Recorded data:

○ ○ ○

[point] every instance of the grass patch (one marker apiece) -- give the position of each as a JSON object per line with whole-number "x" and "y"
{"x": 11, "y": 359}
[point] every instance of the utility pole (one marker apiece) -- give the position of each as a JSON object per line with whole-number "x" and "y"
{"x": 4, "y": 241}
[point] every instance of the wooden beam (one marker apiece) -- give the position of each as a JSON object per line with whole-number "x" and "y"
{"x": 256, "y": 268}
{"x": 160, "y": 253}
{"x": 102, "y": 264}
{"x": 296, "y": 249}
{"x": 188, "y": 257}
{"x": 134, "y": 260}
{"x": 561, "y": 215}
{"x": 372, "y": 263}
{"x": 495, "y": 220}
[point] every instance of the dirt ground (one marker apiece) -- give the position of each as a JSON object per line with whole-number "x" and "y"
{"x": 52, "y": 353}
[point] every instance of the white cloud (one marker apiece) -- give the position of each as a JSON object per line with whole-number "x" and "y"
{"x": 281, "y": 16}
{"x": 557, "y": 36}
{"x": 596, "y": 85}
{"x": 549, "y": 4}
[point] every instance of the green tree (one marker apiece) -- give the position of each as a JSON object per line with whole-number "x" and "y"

○ ○ ○

__Work to be completed__. Quote exactly the line containing "[point] every instance of the utility" and every later line through the end of the listing, and no other lines.

__Result of the task__.
[point] every instance of the utility pole (one marker apiece) -- give the position of each as a JSON object per line with whole-number "x" and "y"
{"x": 4, "y": 241}
[point] every instance of the wooden beam (one marker apiece) -- give the position of each as a JSON object per line with whole-number "x" and "y"
{"x": 256, "y": 268}
{"x": 160, "y": 253}
{"x": 102, "y": 264}
{"x": 296, "y": 249}
{"x": 188, "y": 257}
{"x": 134, "y": 260}
{"x": 561, "y": 215}
{"x": 372, "y": 263}
{"x": 495, "y": 220}
[point] every instance of the dirt ground (one marker apiece) -- give the position of each as a JSON object per line with whole-number "x" and "y"
{"x": 52, "y": 353}
[point] every instance of the white cloud (one marker apiece) -- give the position of each as a JSON object per line with whole-number "x" and "y"
{"x": 281, "y": 16}
{"x": 557, "y": 36}
{"x": 596, "y": 85}
{"x": 549, "y": 4}
[point] every instance of the green tree (one marker apiece) -- give the position of each as a JSON object per line with whole-number "x" and "y"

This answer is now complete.